# Set exercise
Render all the records as a two-column CSV with the columns request and answer, one row per request, putting its text and its answer each in a single quoted field with line breaks replaced by spaces.

# Data extracted from a collection
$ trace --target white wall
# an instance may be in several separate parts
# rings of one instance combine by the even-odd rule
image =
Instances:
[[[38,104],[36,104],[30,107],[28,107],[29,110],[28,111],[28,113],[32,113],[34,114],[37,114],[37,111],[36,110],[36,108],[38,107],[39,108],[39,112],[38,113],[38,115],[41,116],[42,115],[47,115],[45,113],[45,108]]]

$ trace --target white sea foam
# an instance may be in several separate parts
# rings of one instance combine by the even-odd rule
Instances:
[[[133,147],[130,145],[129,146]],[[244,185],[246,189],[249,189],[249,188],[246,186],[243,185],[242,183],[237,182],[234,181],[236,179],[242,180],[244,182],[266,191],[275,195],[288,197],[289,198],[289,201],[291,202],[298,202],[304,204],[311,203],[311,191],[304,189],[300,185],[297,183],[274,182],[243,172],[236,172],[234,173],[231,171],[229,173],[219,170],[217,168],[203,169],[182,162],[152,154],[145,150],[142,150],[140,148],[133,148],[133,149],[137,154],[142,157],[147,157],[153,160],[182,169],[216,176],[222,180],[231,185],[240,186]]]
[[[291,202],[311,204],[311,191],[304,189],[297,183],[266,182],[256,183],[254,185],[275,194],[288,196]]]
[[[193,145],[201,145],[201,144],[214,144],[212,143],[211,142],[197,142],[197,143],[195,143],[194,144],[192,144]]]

# The completed task
request,answer
"$ trace --target white wall # an instance may be in several separate parts # rings of one instance combine by the even-odd rule image = Instances:","[[[38,104],[36,104],[30,107],[28,107],[29,110],[28,111],[28,113],[32,113],[34,114],[37,114],[37,111],[36,110],[36,108],[38,107],[39,108],[39,112],[38,113],[38,115],[41,116],[42,115],[47,115],[45,113],[45,108]]]"
"$ trace --target white sea foam # an instance may be in several separate parts # rings of one instance combine by the even-odd rule Instances:","[[[133,147],[130,145],[129,146]],[[244,185],[246,189],[249,189],[249,188],[246,186],[243,185],[242,183],[237,182],[234,181],[236,179],[242,180],[244,182],[266,191],[275,195],[288,197],[289,198],[289,201],[291,202],[298,202],[304,204],[311,203],[311,191],[304,189],[300,185],[297,183],[274,182],[243,172],[236,172],[234,173],[231,171],[229,173],[219,170],[217,168],[203,169],[182,162],[152,154],[145,150],[142,150],[140,148],[133,148],[133,149],[137,154],[142,157],[147,157],[153,160],[182,169],[216,176],[222,180],[231,185],[240,186]]] [[[291,202],[311,204],[311,191],[304,189],[297,183],[266,182],[256,183],[254,185],[275,194],[288,196]]] [[[193,145],[201,145],[201,144],[214,144],[212,143],[211,142],[197,142],[197,143],[195,143],[194,144],[192,144]]]"